(Natural language region descriptions)
*** Block opens ***

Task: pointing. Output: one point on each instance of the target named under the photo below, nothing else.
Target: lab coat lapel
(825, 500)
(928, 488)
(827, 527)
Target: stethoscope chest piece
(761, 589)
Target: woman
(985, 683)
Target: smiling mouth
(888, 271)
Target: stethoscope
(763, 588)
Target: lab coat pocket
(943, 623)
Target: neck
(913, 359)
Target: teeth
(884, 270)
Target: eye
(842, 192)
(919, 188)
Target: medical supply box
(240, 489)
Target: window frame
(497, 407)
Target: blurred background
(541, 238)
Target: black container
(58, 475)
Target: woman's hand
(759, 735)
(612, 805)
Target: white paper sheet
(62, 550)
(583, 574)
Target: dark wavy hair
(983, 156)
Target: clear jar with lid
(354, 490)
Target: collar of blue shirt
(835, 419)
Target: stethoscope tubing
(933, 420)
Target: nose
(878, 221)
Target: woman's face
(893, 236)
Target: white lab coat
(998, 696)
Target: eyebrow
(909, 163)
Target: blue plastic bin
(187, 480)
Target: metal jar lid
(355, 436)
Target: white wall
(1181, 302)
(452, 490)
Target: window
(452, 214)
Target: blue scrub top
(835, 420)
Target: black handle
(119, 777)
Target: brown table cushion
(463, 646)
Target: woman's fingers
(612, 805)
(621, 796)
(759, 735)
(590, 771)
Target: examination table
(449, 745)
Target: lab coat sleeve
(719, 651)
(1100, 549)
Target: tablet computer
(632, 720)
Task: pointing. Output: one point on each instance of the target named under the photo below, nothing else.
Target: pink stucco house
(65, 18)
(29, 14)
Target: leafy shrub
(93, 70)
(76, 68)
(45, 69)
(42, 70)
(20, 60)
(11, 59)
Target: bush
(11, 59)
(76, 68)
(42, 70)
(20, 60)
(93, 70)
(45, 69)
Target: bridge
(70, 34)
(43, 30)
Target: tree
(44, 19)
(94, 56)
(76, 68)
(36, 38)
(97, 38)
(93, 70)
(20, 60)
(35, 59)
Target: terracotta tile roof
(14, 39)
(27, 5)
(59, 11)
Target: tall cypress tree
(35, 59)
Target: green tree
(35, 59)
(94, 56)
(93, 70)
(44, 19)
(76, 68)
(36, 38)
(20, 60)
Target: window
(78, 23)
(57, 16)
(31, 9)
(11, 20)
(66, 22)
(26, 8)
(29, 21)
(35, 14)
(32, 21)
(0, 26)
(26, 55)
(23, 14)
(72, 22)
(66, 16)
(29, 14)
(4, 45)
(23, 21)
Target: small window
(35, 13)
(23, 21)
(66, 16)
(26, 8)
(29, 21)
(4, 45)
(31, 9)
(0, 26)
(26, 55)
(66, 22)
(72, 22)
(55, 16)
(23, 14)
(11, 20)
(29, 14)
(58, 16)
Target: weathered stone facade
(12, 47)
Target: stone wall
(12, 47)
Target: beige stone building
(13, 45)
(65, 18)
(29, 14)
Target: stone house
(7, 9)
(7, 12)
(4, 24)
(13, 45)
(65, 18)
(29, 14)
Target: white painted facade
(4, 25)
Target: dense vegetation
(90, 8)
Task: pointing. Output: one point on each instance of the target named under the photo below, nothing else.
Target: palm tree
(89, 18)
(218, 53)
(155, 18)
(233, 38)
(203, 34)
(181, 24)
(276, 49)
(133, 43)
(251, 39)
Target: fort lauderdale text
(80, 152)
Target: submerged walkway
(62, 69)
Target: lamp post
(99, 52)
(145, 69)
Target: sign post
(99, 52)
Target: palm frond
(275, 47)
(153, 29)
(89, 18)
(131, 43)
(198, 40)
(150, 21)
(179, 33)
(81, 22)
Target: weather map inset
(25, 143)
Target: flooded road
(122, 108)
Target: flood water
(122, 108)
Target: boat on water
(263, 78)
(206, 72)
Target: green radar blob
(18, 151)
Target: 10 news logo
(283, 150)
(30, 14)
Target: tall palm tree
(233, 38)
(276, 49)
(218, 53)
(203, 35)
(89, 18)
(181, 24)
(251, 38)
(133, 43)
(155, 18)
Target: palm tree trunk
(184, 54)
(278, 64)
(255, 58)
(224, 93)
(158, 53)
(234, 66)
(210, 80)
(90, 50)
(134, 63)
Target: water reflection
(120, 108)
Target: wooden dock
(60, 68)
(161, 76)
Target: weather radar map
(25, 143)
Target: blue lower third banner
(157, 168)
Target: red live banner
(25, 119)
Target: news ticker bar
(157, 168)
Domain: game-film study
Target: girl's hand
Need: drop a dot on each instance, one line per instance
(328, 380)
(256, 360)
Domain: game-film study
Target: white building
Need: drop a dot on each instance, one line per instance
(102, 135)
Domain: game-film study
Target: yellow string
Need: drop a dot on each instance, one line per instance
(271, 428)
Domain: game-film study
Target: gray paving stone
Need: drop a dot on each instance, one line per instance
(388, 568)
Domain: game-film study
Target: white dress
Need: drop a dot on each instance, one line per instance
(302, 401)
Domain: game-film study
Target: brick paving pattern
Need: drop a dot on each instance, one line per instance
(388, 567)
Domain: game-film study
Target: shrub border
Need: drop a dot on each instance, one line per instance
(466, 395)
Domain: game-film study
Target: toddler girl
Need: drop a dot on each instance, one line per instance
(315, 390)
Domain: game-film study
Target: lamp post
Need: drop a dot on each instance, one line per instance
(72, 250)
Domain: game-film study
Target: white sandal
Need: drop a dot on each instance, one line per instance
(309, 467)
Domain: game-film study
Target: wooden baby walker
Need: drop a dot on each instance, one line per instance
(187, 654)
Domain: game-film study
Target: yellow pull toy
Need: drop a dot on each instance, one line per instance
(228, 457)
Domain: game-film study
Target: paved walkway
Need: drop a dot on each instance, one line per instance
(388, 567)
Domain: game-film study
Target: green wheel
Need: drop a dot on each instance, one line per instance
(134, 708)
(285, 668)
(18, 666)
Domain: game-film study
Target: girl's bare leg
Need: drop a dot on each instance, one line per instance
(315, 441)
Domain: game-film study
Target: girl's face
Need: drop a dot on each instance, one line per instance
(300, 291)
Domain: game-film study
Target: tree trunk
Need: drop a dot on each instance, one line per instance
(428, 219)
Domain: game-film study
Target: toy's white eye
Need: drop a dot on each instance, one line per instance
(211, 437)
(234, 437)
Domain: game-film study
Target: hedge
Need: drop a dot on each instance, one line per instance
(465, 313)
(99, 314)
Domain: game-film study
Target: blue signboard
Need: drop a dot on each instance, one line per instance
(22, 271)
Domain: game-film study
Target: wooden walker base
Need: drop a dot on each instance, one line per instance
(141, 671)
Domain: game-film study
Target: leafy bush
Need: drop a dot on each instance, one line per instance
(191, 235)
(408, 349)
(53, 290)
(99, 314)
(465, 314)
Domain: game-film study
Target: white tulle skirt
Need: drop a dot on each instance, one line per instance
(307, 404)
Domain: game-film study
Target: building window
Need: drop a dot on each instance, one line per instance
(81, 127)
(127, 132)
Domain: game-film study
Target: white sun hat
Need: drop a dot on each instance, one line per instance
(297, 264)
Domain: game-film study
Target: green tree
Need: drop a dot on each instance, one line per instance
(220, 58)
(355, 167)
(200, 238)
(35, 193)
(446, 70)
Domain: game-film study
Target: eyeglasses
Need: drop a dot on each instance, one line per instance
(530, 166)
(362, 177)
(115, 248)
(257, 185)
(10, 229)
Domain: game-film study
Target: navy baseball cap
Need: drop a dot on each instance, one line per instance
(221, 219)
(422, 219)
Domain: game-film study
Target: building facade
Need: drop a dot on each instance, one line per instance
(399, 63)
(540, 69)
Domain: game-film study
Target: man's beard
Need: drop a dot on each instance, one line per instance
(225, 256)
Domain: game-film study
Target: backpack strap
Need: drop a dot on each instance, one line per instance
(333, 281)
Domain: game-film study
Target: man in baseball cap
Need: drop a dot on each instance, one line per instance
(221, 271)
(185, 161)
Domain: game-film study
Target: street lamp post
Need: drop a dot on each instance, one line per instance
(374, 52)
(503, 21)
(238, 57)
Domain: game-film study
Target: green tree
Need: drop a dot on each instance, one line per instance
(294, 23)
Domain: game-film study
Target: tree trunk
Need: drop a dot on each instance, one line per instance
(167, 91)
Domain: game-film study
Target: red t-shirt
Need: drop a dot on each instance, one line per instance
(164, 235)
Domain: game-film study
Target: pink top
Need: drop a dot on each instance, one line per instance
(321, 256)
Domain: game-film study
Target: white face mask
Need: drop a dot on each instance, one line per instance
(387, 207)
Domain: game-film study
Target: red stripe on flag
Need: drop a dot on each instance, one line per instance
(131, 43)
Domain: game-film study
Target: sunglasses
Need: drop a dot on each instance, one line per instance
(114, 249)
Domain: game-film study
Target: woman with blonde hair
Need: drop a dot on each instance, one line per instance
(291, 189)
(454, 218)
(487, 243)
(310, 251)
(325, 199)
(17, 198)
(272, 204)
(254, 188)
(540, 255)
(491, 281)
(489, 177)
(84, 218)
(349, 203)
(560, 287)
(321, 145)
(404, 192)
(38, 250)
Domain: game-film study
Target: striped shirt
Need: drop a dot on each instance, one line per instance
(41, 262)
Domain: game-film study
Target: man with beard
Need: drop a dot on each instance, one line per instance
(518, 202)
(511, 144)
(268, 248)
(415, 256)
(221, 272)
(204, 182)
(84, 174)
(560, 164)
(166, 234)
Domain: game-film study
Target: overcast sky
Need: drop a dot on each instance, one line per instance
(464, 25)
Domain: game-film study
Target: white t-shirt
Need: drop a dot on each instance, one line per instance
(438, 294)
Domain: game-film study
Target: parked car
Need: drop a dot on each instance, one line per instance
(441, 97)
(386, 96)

*** Block closes ***

*What you need to do*. The lines in the records above that include the word "walker" must be copied out.

*Answer box*.
Target: wooden baby walker
Target: wooden walker base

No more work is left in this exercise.